SUPPLIED MATERIAL >>
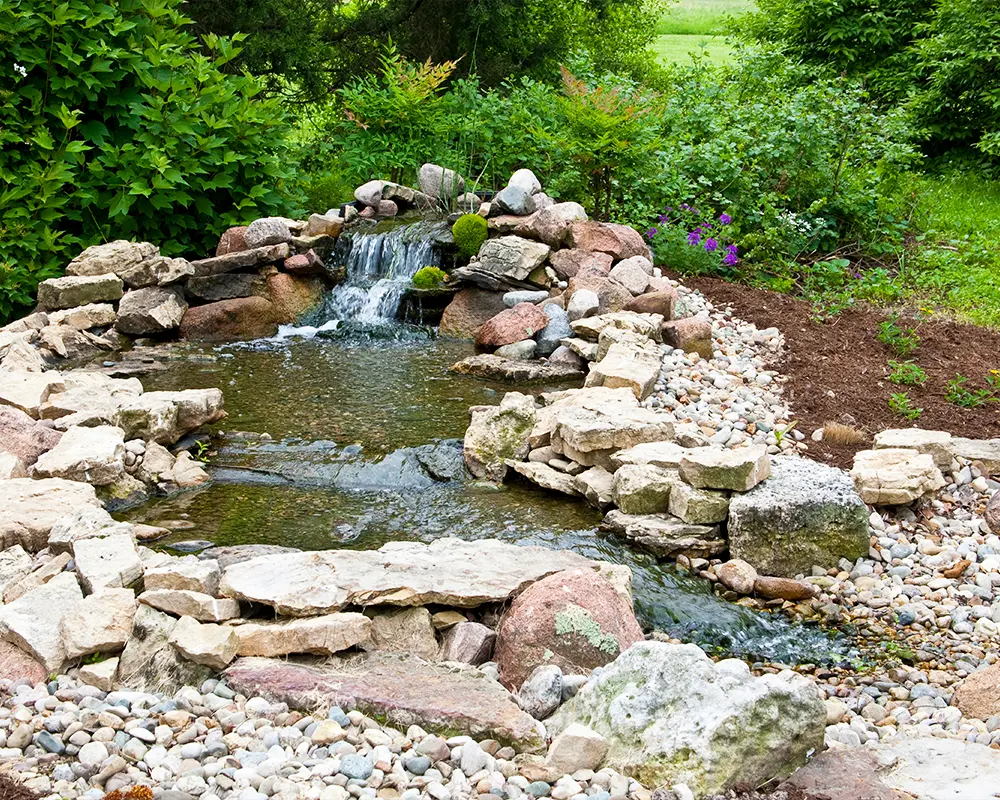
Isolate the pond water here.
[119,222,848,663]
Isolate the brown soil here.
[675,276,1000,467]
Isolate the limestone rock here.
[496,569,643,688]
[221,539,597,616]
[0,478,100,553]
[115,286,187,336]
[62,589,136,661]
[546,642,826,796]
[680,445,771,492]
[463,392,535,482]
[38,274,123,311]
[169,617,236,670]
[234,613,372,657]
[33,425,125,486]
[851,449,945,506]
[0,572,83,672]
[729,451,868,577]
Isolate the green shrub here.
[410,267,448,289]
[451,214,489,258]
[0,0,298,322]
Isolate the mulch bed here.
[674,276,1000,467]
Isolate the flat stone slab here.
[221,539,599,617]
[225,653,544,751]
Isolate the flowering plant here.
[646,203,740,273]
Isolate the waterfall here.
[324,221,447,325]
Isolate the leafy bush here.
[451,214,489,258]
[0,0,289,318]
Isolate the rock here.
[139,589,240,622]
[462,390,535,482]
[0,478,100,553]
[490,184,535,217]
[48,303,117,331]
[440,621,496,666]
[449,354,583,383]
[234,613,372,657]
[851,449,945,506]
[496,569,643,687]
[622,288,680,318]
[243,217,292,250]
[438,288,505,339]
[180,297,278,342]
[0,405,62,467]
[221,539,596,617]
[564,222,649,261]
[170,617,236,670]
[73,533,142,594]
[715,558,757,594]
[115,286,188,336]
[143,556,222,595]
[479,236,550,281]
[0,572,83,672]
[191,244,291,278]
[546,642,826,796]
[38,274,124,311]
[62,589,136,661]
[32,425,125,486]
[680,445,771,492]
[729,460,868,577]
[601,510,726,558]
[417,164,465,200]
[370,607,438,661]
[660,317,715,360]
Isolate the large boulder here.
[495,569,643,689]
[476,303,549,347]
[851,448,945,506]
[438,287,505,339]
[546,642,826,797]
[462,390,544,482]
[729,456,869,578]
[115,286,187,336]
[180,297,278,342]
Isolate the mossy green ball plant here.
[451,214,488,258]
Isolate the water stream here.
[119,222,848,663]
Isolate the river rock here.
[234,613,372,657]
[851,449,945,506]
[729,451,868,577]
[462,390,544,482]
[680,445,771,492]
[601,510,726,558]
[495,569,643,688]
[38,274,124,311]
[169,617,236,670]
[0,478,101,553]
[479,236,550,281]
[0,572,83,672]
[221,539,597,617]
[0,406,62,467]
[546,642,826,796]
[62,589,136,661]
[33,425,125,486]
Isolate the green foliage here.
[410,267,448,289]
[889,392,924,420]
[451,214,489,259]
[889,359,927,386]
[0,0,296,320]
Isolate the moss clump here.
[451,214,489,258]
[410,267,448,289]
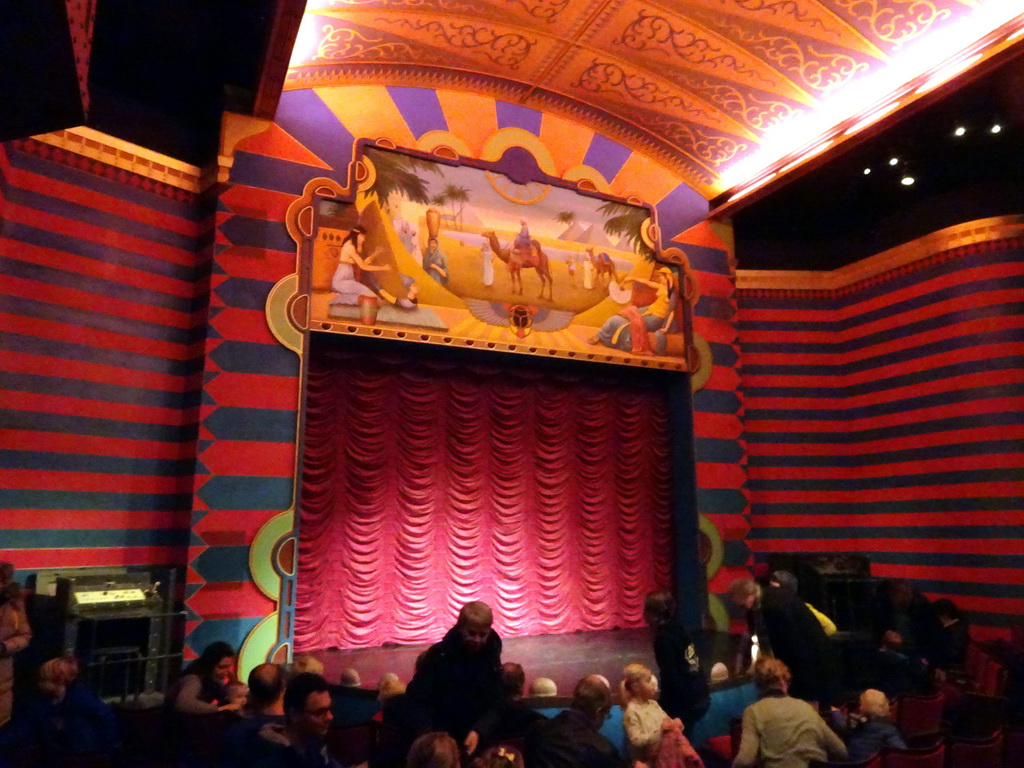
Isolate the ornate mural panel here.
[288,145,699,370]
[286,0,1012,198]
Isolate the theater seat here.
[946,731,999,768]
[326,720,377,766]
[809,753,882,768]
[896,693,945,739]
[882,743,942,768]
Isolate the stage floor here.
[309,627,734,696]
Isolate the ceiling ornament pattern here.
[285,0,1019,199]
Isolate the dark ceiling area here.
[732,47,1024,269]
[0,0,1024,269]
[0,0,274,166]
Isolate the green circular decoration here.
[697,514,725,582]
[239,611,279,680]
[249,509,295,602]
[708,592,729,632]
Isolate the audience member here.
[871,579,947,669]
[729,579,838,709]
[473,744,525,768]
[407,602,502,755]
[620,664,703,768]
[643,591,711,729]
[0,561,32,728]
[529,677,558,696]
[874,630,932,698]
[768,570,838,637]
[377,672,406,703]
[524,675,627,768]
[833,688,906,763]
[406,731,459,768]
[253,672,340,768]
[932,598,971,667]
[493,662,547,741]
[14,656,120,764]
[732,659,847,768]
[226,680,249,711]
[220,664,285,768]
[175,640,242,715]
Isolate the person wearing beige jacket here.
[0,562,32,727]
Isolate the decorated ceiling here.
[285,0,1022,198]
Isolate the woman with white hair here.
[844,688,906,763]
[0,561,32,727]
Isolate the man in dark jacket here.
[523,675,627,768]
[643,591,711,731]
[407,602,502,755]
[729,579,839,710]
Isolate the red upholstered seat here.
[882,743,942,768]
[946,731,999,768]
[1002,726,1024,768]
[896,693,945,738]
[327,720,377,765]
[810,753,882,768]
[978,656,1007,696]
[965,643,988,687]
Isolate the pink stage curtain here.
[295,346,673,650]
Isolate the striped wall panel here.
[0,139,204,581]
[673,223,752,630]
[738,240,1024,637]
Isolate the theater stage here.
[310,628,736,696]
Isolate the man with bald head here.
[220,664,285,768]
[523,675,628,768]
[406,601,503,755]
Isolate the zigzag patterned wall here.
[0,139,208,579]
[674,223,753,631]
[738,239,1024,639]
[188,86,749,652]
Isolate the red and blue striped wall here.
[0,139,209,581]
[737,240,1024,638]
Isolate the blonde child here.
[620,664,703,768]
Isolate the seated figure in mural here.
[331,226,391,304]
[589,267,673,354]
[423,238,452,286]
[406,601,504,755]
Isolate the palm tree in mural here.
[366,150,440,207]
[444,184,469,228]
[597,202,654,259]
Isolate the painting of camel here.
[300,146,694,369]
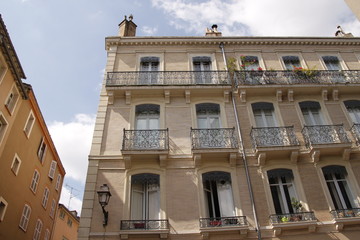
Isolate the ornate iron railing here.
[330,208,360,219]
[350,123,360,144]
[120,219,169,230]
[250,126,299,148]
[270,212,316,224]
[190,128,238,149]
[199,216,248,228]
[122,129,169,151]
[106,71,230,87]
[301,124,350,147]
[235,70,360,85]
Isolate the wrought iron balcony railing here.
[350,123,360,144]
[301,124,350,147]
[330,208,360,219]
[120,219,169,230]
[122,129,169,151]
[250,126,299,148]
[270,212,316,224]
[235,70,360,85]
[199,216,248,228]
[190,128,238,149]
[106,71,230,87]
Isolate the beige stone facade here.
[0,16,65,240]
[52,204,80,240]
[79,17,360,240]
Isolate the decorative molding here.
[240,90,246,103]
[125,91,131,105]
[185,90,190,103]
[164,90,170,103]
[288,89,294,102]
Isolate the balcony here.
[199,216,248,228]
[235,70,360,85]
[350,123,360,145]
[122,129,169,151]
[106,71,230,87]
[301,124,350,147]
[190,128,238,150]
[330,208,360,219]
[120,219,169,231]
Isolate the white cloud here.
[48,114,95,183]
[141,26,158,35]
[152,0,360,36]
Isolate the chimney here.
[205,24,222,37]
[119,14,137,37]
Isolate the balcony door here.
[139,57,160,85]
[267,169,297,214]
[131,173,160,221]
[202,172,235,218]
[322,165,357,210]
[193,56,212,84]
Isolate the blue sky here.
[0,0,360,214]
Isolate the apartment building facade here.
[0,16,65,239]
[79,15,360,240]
==
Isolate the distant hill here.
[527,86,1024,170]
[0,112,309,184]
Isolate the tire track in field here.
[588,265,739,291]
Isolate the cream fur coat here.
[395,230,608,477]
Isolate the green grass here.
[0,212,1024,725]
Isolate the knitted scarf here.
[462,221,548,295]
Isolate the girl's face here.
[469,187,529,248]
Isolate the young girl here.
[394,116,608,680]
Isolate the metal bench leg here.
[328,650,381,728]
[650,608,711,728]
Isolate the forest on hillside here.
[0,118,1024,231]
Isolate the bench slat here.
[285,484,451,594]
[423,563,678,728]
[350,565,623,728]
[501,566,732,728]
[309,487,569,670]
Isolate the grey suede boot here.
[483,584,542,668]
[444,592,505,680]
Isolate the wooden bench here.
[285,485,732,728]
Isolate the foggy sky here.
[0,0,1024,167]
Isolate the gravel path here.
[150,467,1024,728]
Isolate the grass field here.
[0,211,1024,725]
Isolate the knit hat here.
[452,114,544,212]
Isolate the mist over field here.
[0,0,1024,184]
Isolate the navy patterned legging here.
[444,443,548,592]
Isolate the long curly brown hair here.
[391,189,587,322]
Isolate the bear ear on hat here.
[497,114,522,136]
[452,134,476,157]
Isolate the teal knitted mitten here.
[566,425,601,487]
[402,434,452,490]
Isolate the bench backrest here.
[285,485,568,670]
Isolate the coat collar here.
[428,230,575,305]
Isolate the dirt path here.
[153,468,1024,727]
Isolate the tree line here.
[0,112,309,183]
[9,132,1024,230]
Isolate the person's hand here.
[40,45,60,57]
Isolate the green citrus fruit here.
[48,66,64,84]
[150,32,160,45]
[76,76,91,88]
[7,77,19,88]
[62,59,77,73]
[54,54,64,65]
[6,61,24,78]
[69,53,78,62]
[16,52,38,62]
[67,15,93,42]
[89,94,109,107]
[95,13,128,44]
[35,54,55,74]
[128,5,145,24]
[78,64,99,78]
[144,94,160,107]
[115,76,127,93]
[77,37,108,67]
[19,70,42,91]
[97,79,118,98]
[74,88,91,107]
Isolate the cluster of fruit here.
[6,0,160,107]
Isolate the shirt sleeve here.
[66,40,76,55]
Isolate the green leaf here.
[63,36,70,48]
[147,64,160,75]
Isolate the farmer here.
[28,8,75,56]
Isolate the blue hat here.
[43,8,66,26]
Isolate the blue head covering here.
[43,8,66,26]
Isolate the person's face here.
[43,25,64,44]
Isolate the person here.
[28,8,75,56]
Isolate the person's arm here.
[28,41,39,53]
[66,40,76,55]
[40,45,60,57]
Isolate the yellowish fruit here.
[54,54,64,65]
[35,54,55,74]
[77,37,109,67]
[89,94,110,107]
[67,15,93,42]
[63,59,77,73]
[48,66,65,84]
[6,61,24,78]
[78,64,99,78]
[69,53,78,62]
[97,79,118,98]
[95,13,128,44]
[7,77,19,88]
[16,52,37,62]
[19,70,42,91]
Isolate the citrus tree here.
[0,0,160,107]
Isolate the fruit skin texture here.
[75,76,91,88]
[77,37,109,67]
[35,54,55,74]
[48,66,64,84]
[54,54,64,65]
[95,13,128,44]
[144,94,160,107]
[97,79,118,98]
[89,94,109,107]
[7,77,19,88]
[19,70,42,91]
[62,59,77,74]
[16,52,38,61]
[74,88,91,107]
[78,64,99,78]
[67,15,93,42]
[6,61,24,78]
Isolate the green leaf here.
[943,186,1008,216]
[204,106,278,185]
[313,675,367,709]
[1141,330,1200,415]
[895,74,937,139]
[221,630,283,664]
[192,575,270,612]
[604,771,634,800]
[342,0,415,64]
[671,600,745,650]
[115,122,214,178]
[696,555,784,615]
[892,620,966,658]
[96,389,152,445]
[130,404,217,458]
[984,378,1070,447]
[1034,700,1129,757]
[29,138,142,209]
--
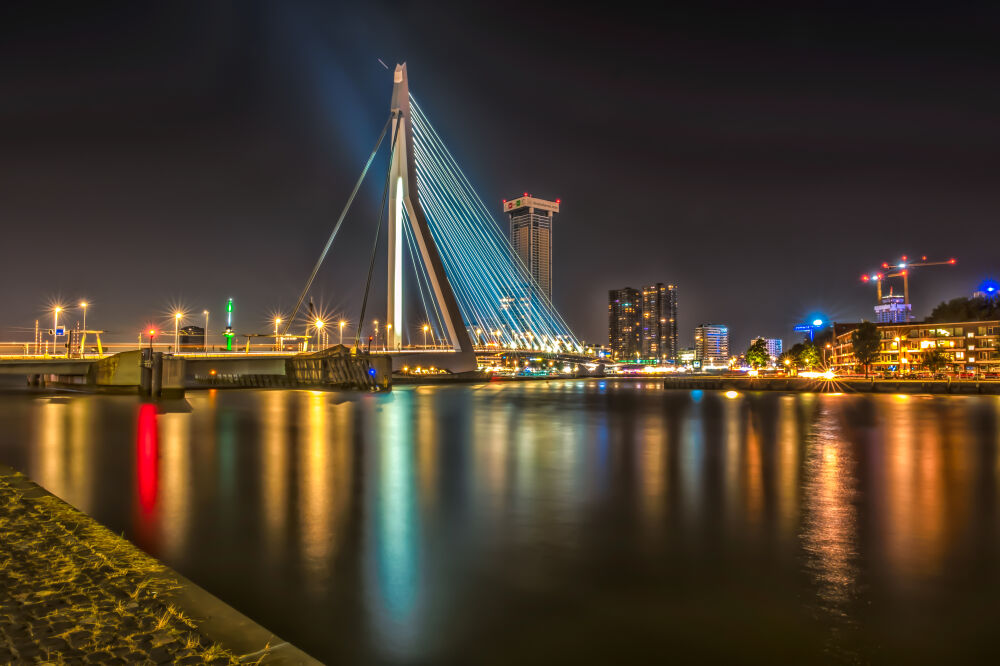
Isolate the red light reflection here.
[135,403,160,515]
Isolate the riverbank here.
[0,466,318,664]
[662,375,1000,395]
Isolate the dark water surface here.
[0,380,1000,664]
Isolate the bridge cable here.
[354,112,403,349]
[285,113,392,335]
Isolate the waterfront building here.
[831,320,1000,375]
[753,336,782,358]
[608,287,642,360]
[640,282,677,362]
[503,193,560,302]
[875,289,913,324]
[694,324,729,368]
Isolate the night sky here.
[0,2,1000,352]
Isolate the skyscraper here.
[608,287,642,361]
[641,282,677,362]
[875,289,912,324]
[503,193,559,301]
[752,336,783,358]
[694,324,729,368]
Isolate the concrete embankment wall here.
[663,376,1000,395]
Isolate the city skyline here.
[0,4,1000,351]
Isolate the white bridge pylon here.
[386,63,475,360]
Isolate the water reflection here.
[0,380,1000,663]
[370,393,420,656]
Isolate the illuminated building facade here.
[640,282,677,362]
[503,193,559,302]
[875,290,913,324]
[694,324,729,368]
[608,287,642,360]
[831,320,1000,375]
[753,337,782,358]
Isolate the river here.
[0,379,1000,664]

PROBLEM TO WORK ON >> Find each line in the data above that contains the string "hair", and copy those lines. Case counts.

ANSWER BELOW >>
Isolate the woman with white hair here.
Isolate the long curly brown hair here.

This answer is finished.